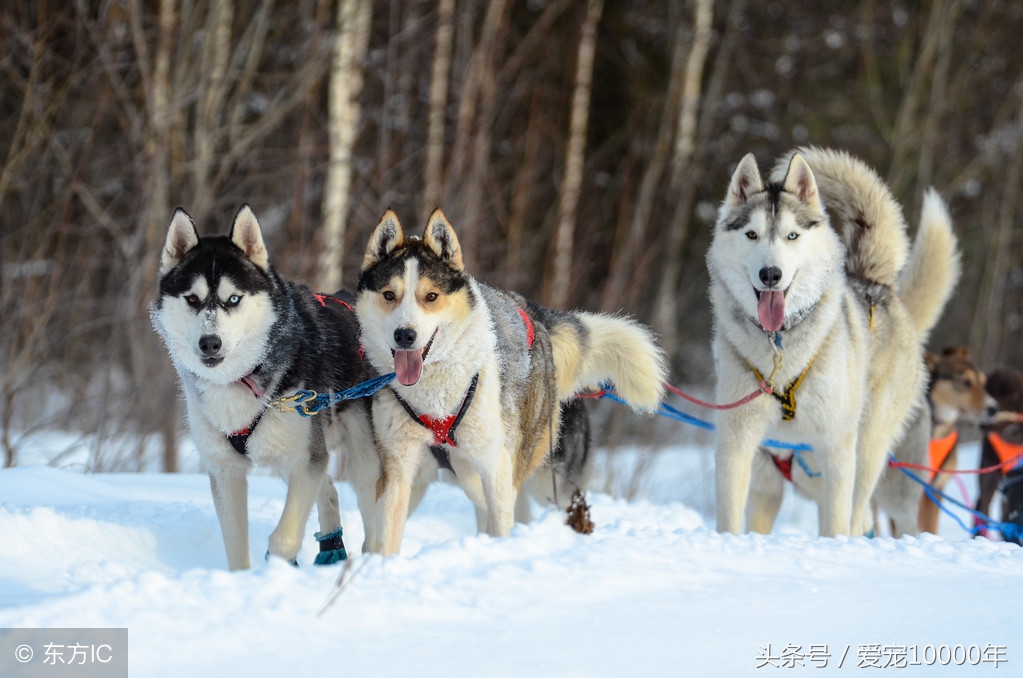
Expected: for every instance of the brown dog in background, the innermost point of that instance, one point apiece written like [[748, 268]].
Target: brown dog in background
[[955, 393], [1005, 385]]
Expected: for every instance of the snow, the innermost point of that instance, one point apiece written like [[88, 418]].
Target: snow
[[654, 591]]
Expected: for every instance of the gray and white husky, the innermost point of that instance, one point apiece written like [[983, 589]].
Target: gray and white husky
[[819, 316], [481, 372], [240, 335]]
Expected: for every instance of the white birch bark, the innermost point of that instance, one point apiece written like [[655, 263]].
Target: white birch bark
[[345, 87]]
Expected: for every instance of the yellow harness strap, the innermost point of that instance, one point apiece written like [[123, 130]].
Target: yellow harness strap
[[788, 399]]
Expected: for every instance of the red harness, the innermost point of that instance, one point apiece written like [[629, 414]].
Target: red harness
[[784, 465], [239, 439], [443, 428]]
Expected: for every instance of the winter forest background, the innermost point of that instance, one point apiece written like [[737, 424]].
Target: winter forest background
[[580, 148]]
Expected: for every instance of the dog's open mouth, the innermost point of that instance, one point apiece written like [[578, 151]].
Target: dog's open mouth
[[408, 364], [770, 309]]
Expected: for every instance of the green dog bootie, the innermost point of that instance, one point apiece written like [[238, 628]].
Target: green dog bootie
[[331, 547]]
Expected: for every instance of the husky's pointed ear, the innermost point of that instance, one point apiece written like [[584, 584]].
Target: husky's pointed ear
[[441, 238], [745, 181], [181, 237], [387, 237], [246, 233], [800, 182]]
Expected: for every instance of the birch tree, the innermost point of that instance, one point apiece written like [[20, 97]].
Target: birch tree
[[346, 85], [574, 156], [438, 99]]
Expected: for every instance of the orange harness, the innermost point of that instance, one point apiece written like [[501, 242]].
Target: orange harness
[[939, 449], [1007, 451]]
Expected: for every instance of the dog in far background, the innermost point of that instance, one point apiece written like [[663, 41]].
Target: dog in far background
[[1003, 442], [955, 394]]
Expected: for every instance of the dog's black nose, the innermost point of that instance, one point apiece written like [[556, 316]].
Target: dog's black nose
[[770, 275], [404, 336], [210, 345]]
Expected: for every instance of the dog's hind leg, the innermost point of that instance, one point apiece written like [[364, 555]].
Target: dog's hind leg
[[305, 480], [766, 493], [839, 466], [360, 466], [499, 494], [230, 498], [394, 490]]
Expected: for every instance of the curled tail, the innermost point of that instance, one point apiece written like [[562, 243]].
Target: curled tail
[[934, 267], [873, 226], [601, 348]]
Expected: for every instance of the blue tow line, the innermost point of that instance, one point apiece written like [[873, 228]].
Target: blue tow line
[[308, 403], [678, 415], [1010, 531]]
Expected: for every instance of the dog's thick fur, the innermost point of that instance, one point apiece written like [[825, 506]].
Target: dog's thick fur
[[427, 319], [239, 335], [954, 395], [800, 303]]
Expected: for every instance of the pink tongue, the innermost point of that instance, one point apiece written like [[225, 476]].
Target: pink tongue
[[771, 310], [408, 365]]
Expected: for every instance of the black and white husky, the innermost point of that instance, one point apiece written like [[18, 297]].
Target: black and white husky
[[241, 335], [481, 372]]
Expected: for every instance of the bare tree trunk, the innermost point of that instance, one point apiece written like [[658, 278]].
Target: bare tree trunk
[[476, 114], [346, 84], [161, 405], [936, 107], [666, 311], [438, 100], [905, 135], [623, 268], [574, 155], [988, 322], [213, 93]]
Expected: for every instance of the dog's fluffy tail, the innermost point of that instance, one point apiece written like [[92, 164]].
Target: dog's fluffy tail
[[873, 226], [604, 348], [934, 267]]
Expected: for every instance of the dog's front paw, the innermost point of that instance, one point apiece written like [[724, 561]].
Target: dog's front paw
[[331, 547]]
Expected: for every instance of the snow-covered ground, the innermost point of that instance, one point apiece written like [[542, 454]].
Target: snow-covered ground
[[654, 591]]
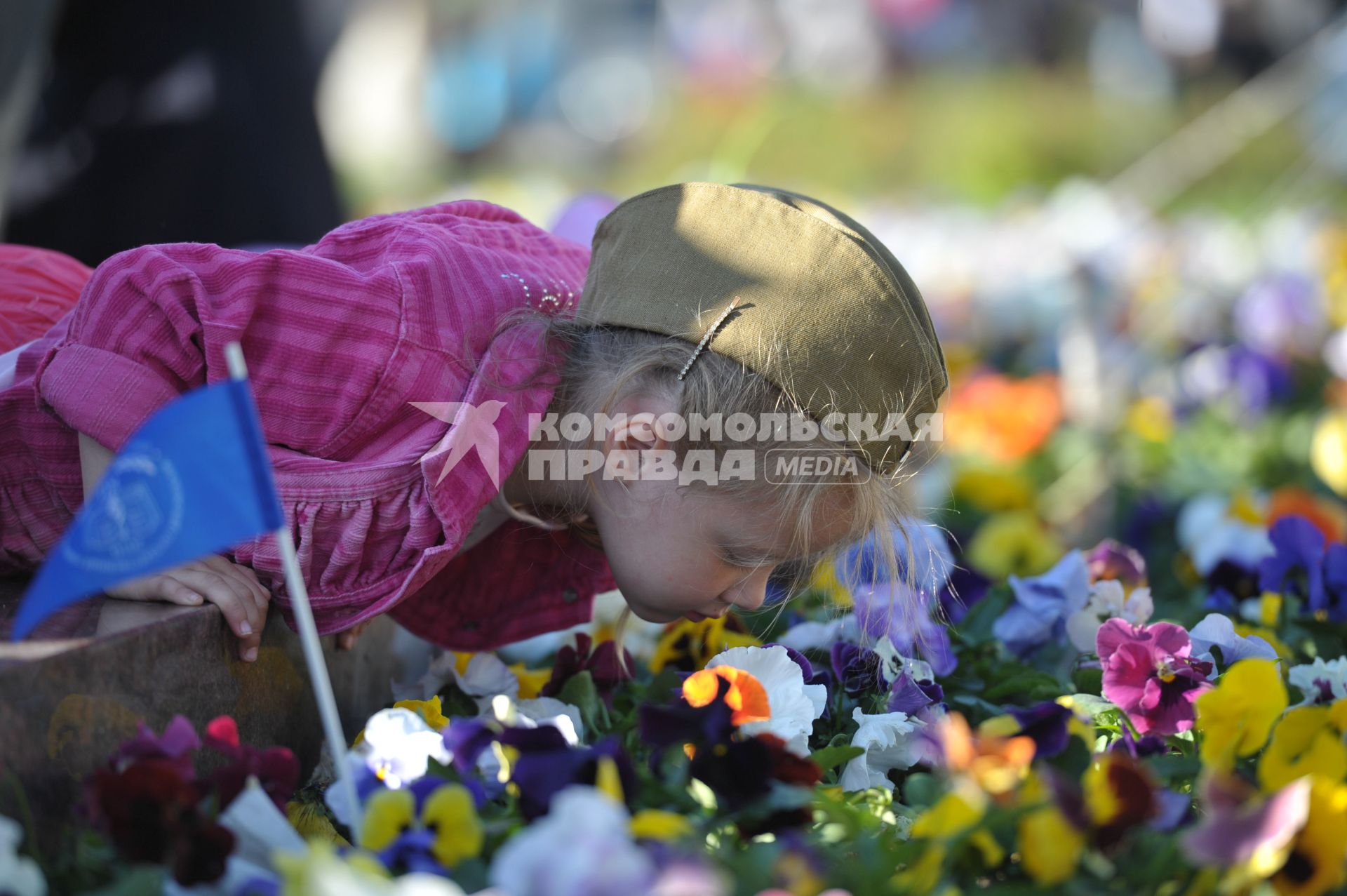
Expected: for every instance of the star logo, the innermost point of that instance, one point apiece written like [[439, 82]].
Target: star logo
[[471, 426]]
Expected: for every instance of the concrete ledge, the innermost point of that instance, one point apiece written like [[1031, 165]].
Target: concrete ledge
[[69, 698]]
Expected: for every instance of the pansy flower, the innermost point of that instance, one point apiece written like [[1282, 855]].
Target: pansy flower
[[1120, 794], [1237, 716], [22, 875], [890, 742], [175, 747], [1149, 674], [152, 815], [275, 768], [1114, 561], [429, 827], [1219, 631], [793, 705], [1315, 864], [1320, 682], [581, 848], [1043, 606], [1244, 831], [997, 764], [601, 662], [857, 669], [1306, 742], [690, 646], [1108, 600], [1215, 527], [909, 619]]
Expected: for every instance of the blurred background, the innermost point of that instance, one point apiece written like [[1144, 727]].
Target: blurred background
• • • • • • •
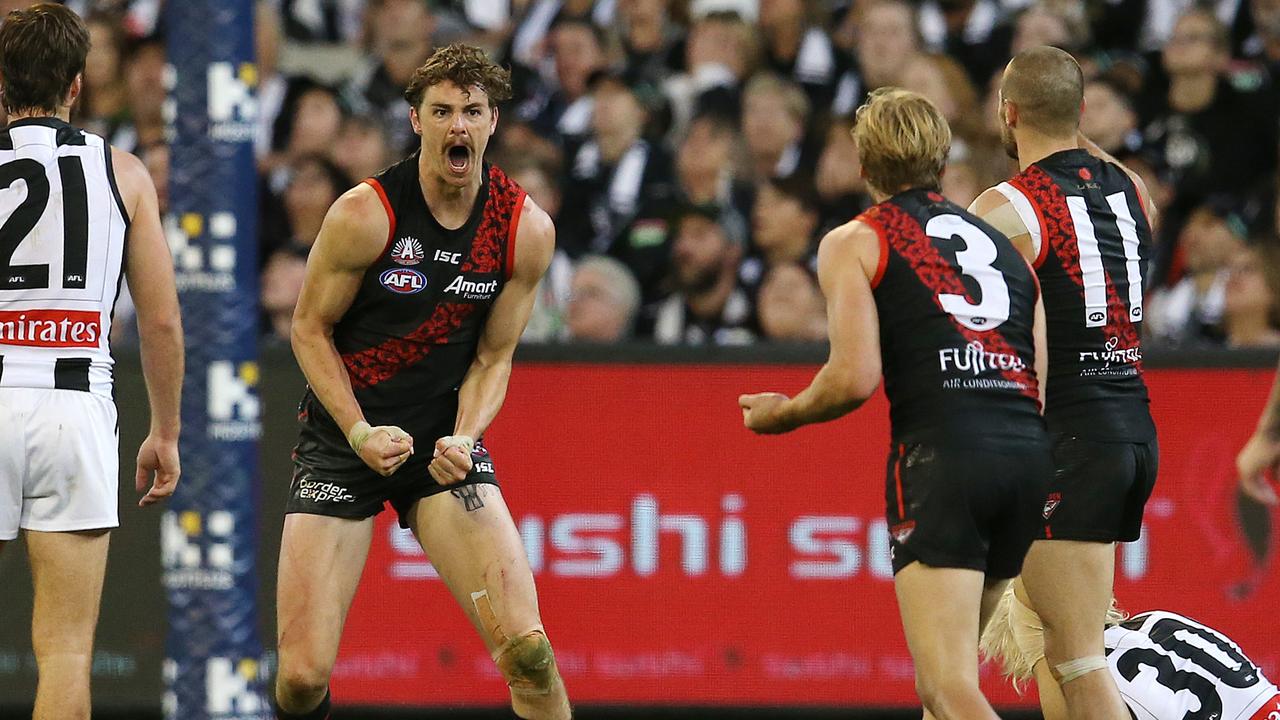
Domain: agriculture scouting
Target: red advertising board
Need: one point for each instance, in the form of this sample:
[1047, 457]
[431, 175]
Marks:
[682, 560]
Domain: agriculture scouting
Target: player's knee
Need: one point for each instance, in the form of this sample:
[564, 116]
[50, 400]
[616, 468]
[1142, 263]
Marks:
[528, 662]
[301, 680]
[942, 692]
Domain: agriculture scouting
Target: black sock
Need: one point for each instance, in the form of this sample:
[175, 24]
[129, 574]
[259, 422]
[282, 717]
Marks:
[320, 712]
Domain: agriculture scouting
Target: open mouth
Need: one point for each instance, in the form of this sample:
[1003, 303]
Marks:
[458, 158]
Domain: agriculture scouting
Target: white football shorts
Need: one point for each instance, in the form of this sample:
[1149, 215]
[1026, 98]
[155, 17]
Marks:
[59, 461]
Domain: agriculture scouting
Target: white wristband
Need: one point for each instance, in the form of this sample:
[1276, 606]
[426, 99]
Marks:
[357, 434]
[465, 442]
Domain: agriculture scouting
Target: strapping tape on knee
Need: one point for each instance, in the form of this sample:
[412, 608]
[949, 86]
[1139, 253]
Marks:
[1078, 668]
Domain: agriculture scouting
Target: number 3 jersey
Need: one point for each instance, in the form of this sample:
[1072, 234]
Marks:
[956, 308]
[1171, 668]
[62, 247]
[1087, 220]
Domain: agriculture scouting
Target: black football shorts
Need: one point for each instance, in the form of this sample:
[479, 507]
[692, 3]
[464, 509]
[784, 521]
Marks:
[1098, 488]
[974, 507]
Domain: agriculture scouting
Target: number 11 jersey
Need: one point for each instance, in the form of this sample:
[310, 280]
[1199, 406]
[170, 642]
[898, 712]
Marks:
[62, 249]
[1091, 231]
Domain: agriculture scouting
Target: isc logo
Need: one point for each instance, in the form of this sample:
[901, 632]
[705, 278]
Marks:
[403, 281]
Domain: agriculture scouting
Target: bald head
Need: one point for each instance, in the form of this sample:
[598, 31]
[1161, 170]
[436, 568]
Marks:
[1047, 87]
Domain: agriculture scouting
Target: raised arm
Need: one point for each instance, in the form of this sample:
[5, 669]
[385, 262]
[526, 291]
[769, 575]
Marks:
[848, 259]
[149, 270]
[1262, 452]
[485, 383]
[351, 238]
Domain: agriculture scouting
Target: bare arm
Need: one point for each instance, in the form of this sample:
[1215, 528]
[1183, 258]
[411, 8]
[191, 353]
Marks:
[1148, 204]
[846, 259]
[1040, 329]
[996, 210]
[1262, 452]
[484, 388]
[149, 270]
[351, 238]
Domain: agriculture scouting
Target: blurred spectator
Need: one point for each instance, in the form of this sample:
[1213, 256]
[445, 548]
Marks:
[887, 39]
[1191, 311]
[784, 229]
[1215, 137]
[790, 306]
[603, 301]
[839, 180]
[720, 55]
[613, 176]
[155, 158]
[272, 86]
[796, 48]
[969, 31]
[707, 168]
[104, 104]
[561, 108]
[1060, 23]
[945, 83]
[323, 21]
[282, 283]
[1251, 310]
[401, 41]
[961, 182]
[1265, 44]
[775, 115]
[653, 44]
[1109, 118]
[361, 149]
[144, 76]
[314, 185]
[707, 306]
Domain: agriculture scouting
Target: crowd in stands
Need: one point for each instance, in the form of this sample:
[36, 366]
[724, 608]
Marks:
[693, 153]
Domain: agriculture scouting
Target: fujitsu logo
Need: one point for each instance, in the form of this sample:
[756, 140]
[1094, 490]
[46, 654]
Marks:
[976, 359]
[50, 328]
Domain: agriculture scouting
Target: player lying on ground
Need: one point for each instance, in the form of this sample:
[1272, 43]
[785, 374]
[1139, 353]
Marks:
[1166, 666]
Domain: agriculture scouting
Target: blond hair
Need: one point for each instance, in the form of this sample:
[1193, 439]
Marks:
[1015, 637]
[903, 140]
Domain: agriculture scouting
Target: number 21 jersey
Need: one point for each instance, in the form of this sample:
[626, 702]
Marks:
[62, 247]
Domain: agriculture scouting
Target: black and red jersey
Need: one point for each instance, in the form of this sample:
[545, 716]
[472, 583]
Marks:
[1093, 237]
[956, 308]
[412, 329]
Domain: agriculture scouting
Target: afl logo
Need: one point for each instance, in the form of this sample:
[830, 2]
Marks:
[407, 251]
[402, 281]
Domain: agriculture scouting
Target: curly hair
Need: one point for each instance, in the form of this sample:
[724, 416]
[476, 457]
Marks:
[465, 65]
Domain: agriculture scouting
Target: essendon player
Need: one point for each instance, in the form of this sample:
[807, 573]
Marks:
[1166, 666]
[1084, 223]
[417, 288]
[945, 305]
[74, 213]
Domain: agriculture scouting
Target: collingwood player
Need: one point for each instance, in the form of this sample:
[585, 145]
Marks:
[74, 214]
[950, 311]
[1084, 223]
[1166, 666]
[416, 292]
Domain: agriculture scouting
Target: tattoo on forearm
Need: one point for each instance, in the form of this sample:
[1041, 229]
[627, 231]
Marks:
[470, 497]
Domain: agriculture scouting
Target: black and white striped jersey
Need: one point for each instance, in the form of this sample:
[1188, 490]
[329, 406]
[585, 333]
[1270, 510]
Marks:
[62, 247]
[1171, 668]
• • • • • • •
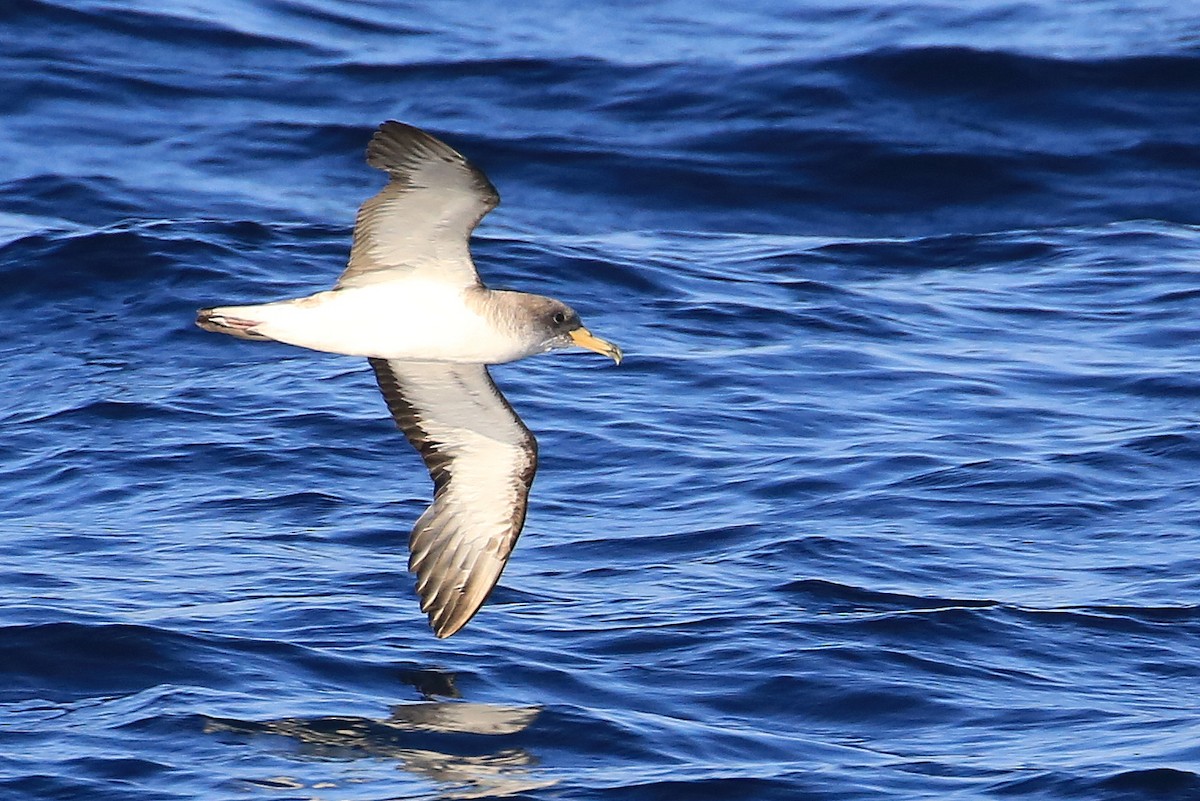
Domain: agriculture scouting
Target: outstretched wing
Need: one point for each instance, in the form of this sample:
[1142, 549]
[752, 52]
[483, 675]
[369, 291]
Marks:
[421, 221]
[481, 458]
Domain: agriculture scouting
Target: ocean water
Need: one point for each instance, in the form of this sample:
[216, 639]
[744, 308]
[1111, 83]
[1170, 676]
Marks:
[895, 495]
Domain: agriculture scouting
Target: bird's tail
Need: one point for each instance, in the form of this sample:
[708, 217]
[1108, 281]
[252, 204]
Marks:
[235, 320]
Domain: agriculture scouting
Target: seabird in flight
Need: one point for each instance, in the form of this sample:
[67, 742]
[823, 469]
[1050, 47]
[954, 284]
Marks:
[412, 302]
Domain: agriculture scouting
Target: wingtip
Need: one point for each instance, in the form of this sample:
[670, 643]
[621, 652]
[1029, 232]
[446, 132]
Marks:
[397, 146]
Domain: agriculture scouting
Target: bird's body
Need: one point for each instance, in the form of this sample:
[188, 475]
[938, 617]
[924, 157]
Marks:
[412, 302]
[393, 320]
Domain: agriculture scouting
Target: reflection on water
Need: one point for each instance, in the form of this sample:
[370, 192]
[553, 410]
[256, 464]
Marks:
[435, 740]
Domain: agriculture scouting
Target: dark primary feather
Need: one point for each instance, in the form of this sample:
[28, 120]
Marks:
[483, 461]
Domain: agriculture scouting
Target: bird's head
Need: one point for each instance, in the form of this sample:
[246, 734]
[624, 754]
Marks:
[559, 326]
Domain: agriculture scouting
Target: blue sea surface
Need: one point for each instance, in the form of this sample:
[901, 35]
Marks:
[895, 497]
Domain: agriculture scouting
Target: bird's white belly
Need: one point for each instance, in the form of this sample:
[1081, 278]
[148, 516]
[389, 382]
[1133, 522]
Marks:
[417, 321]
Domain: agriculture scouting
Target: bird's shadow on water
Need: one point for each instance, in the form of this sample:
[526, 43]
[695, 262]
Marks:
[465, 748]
• • • • • • •
### What you should do
Please give an exact copy of the entries above, from the line with "Target: yellow harness strap" down to the line with "Expected: for every instance of the winter", inclusive, and nothing else.

### Your solution
Target: yellow harness strap
[[788, 399]]
Expected: for every instance of the red harness, the innermost point of that instance, one point apiece written like [[629, 414]].
Target: red harness
[[784, 465], [239, 439], [443, 428]]
Expected: for every instance of the winter forest background, the innermost point of that instance, one point apiece written like [[737, 424]].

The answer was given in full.